---- TEXT

Rhino Grasshopper as OpenAI Gym Environment for Reinforcement Learning with Stable-Baselines3
Install Anaconda.
Create Python 3.8 environment and install stable-baselines3
by running the following commands
conda create --name py38 python=3.8
conda activate py38
pip install stable-baselines3
To test socket communication, run python server.py
and python client.py
in separate terminals.
Server acts as the agent and client acts as the environment.
In the server terminal, you should see a printout of 10 environment steps;
the client script should terminate with [Errno 9] Bad file descriptor
.
To test learning, run python baseline.py
and python client.py
in separate terminals.
The server should print out the learning progress and terminate by reporting the final return;
the client should terminate with [Errno 9] Bad file descriptor
.
To test learning in Grasshopper, open gh_env.gh
and run python baseline.py
in a terminal.
Click Reset and then Loop on the HoopSnake component in Grasshopper
and observe the output in the terminal.
After 3000 time steps, the agent will execute the learned policy and print out its return.
Scripts python server.py
and python client.py
are provided as an example of running
an OpenAI Gym environment over a socket.
These scripts should only be used for testing communication or by users familiar with Python
for implementing custom functionality.
File gh_env.gh
shows how to implement an RL environment inside Grasshopper.
Environment Pendulum-v0
from OpenAI Gym is implemented as an example.

--------
---- PROVIDED DATA

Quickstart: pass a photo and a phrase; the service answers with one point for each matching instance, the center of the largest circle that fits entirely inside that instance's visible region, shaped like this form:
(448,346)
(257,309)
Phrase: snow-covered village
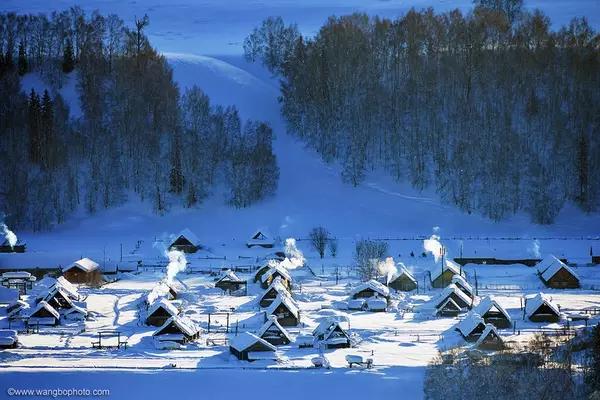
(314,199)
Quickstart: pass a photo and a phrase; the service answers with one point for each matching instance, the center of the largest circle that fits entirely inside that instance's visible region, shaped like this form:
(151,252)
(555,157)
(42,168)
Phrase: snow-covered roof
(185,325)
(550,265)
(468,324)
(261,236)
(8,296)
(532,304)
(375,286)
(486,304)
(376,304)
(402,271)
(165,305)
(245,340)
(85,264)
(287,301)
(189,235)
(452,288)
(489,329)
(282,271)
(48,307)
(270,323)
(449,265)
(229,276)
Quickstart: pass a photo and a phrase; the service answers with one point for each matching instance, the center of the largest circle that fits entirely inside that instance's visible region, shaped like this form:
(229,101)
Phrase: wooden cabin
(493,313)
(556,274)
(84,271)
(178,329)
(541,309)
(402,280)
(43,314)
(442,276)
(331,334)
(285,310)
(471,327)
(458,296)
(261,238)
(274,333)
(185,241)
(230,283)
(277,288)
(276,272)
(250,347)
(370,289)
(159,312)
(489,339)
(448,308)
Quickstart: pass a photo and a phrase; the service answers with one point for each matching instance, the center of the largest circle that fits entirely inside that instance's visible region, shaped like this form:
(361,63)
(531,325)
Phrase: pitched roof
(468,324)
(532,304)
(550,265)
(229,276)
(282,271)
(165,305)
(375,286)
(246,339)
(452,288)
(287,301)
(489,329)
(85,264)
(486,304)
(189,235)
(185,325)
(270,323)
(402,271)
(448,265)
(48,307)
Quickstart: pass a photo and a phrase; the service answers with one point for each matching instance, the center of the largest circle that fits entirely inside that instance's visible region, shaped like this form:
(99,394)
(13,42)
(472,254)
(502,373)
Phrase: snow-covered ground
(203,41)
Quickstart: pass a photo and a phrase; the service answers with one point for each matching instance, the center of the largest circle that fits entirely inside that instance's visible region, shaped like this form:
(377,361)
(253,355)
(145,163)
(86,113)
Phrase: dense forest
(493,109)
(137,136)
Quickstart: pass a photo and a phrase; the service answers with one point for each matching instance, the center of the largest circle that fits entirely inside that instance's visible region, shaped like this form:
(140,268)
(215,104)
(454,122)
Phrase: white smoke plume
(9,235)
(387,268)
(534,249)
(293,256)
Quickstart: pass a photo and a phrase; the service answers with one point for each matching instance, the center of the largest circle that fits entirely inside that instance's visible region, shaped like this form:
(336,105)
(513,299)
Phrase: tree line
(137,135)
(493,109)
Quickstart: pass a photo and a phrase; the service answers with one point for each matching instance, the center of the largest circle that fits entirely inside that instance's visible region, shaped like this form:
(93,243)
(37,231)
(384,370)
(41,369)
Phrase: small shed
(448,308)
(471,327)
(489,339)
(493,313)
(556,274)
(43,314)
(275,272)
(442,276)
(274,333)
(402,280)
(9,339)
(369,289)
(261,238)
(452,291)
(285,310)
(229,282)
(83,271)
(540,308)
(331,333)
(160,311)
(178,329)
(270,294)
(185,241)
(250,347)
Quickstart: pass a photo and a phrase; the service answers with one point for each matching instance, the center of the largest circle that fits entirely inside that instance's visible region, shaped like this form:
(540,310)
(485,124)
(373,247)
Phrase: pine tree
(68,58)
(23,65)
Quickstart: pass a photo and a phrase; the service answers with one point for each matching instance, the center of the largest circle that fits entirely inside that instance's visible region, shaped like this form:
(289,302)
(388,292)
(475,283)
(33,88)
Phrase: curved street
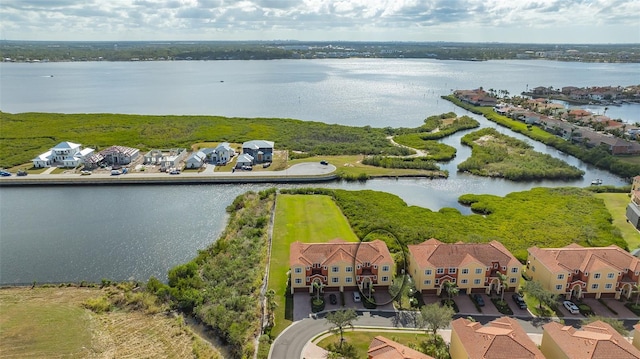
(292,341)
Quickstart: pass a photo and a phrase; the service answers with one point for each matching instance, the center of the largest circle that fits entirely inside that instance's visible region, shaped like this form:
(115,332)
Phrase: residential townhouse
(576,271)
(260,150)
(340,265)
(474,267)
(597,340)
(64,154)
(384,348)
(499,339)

--------

*APPLY WHAT YOU READ*:
• a. List each command that the Grasshopper reinforcement learning guide gives for creating the Python 3.8 environment and installing stable-baselines3.
• b. Proceed with the Grasshopper reinforcement learning guide, picking up after its final sentence.
These entries have no connection to the Grasshopper reinforcement learning guide.

*RESPONSE LIST*:
• a.
conda create --name py38 python=3.8
conda activate py38
pip install stable-baselines3

• b.
Script baseline.py
shows how to apply learning algorithms from the RL library stable-baselines3
using Grasshopper as the environment. Soft actor-critic (SAC) algorithm is used as an example.
Users should modify gh_env.gh
to represent their task inside Grasshopper
and adjust baseline.py
to choose a suitable RL algorithm and set learning parameters.
See stable-baselines3
documentation for tips on optimizing the performance of RL algorithms.
There are two Python components in gh_env.gh
: Agent and Environment.
Only Environment needs to be replaced by the user.
Environment receives two inputs---action and reset---and
it sets 4 global variables as a reaction to the inputs
sc.sticky["observation"]
sc.sticky["reward"]
sc.sticky["done"]
sc.sticky["info"]
When reset=True
, the info
field should contain the description of the action space
and the observation space according to the OpenAI Gym interface,
and the observation
field should return the initial observation of the environment.
Otherwise, action
is provided by the agent and the environment should set all 4 global variables.